Copy the lines exactly, from the line containing "Practice. Annotate every instance of the brick" down to the line containing "x=342 y=106", including both of those lines.

** Start Listing **

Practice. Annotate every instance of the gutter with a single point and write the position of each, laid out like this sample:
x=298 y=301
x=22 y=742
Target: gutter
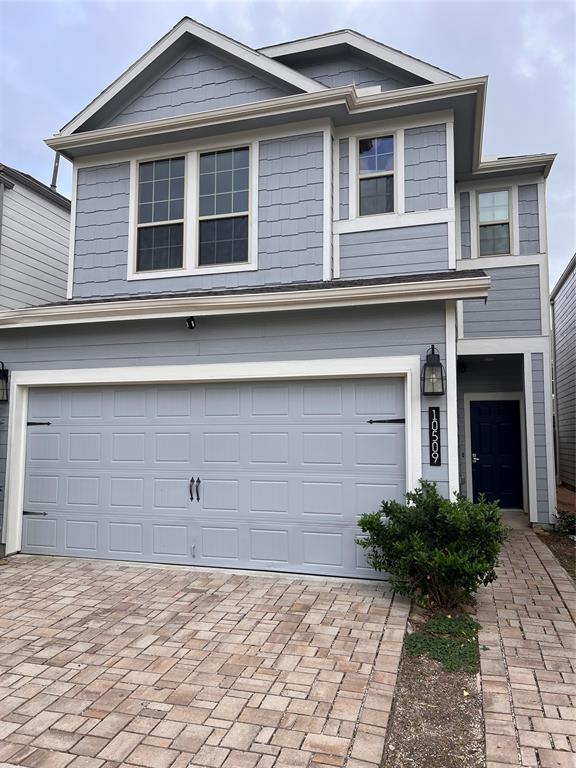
x=146 y=309
x=346 y=96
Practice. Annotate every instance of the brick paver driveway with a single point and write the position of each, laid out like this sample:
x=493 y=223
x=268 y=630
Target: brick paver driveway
x=104 y=664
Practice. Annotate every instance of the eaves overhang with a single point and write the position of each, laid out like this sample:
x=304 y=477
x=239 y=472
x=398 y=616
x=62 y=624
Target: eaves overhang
x=473 y=284
x=342 y=106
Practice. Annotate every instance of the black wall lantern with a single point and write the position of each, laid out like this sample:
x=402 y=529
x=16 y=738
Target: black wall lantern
x=433 y=376
x=3 y=383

** End Listing **

**Correct response**
Practice. Annotate every instance of the brick paver driveway with a single point and write the position of each, laid out like this sample:
x=493 y=223
x=268 y=630
Target: brick paver driveway
x=104 y=664
Practice. Annotate every instance of the eaves overhang with a single point and write the position of each, laid out like this sample:
x=304 y=477
x=239 y=472
x=398 y=616
x=62 y=624
Target: eaves overhang
x=473 y=284
x=342 y=106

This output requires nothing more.